— start SUPPLIED ENTRIES —

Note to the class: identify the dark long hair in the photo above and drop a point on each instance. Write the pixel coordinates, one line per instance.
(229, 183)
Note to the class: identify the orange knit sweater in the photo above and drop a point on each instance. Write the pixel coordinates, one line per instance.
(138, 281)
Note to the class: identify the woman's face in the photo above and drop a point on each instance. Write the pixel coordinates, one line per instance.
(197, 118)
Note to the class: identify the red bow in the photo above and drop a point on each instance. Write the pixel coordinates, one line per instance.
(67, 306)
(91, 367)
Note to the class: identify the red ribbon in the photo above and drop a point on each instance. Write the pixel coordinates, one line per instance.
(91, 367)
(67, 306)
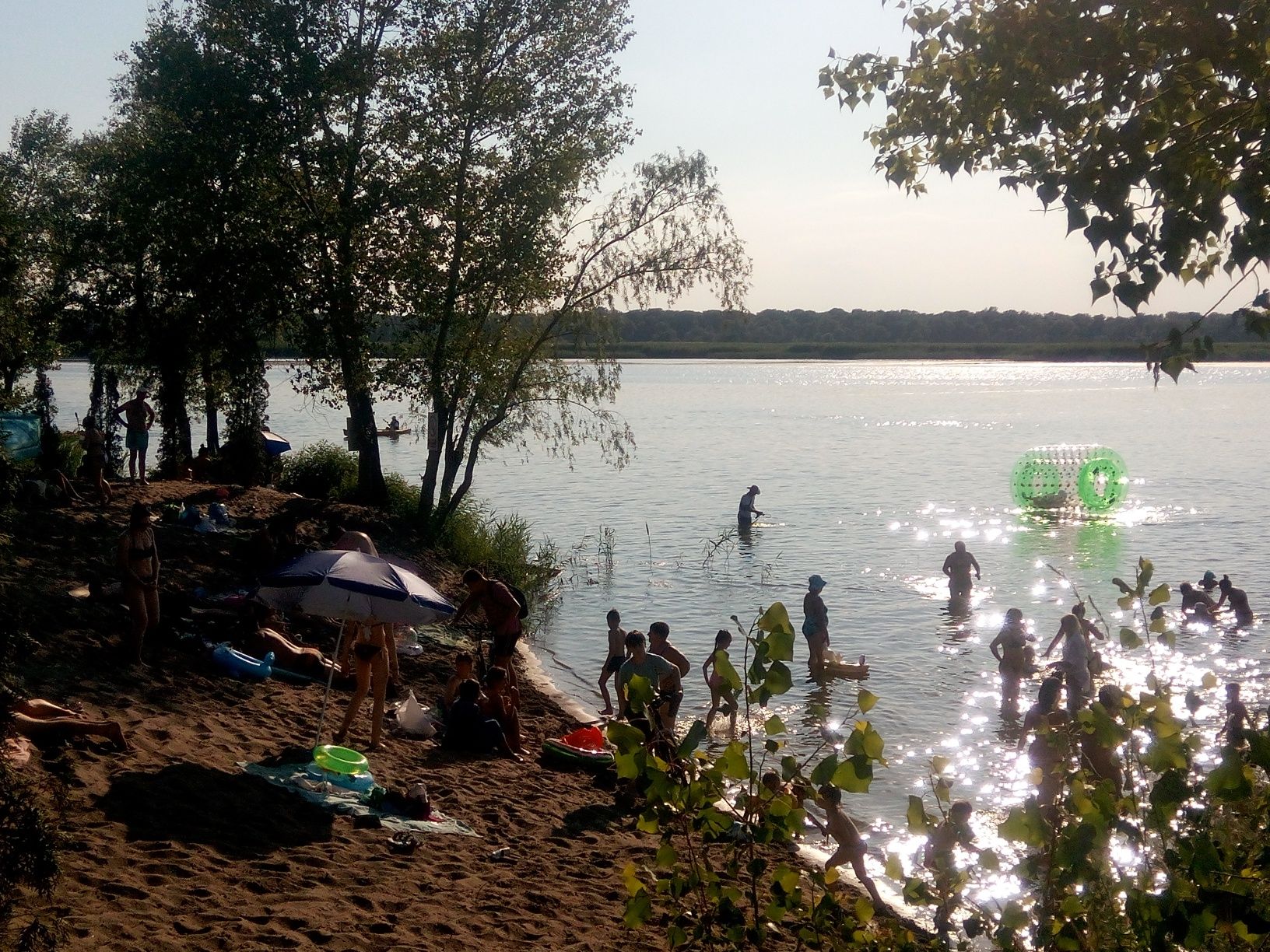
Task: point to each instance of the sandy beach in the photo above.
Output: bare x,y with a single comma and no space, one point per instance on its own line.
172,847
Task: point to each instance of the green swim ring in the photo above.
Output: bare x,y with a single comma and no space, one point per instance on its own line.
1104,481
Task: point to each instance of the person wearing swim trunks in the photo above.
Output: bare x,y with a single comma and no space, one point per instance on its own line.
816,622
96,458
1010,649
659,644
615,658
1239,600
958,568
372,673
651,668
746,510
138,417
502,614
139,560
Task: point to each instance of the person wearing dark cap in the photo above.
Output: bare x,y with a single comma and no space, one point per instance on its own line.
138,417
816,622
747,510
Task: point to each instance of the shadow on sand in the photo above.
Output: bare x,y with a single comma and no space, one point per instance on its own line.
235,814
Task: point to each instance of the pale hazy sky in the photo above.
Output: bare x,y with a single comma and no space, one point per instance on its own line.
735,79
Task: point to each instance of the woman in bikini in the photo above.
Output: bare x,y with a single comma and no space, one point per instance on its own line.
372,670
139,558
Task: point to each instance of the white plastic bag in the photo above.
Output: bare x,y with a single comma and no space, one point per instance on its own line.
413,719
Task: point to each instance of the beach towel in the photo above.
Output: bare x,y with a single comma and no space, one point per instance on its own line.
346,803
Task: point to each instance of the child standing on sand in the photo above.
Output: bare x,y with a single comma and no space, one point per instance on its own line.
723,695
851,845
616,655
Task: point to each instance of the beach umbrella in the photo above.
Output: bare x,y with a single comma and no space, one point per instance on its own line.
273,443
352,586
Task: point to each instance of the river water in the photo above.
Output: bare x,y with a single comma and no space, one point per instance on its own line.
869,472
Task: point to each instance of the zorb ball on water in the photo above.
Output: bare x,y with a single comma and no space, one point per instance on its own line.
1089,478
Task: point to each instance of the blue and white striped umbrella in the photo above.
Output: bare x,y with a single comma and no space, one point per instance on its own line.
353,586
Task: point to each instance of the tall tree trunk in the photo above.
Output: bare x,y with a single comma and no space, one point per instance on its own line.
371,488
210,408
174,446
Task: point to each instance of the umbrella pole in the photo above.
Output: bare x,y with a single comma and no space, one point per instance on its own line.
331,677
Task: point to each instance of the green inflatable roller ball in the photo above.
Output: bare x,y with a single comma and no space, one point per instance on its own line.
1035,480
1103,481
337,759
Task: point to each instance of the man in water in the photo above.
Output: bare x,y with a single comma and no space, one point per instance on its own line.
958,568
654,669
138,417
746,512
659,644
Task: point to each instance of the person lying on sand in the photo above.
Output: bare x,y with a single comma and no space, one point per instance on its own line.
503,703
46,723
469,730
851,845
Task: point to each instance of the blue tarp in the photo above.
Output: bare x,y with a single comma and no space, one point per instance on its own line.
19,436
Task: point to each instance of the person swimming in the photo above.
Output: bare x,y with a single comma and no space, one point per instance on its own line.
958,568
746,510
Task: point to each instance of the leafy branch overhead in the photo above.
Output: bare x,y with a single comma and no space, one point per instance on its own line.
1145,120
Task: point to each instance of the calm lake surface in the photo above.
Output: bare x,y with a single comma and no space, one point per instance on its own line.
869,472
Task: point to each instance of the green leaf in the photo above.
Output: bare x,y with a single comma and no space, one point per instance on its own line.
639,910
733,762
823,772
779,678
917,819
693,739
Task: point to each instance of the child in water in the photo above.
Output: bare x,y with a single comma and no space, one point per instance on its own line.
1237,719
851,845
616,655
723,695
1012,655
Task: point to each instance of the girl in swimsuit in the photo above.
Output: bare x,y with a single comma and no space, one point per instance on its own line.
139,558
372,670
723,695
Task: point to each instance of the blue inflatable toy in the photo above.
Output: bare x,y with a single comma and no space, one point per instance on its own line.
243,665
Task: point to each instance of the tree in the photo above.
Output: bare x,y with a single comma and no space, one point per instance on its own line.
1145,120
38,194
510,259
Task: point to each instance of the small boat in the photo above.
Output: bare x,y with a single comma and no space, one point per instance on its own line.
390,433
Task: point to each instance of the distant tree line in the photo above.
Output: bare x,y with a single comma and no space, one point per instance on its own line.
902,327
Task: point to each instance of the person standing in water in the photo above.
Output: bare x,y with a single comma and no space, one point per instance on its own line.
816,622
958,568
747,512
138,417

— end SUPPLIED ENTRIES —
— start SUPPLIED ENTRIES —

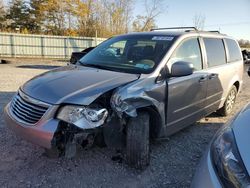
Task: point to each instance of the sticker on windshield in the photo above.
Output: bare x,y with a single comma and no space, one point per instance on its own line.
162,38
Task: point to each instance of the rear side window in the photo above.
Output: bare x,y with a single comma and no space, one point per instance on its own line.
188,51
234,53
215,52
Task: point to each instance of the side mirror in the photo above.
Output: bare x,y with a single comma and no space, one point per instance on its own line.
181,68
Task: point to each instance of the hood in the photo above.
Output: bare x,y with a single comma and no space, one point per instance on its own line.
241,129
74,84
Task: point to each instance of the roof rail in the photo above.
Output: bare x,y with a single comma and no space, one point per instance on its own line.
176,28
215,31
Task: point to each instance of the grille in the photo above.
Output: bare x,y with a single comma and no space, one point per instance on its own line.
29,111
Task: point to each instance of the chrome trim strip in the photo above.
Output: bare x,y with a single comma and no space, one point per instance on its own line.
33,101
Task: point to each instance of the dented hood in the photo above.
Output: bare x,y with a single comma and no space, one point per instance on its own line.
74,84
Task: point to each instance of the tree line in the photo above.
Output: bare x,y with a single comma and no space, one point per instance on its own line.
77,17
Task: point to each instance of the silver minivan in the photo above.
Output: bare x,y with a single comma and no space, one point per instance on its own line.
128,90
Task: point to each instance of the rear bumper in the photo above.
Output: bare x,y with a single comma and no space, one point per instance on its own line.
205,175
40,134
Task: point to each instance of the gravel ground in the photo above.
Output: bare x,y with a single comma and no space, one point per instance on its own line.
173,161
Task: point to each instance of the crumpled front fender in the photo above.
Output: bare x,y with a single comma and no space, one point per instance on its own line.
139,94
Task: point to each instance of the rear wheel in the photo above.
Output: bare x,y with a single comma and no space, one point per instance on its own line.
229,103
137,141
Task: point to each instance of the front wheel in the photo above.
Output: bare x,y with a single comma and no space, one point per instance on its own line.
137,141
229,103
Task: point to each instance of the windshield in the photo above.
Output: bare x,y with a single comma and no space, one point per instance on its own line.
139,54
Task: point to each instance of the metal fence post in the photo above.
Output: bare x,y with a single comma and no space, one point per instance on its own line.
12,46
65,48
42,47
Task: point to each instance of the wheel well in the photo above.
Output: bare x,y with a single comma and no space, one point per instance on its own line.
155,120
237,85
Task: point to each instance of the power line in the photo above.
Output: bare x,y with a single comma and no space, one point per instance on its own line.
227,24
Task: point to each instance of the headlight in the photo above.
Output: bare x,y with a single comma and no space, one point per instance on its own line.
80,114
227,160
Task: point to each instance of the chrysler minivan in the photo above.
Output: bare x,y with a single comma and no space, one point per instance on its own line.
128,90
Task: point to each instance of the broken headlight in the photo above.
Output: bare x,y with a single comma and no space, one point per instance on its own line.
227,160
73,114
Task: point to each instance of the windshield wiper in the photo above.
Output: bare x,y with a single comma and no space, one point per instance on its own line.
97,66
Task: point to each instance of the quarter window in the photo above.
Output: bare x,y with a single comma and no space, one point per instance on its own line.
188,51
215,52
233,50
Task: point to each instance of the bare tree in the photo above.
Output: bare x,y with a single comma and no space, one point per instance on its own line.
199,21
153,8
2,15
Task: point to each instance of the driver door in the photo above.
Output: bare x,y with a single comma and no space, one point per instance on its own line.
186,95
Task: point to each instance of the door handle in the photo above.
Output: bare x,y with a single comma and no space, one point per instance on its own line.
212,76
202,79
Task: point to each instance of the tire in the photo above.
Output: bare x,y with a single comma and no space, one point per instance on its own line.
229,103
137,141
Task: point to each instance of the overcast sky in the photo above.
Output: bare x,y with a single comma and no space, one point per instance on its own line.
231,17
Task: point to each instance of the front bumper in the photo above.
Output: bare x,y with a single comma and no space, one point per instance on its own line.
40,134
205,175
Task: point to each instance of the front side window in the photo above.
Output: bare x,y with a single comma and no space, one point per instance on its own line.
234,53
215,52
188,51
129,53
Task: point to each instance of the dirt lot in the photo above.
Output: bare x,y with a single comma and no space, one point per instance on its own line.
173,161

— end SUPPLIED ENTRIES —

EXERCISE OBJECTIVE - Return every line of the items above that contains the word "tree", matching case exactly.

FINAL RESULT -
Task: point to each instance of the tall tree trunk in the photo above.
Task: point to each instance of the tree in the photo above.
Task: point to each instance of the distant tree line in the photo above.
Task: point to each instance of the tree line in the photo above.
Task: point to each instance of the bare tree in the photo above.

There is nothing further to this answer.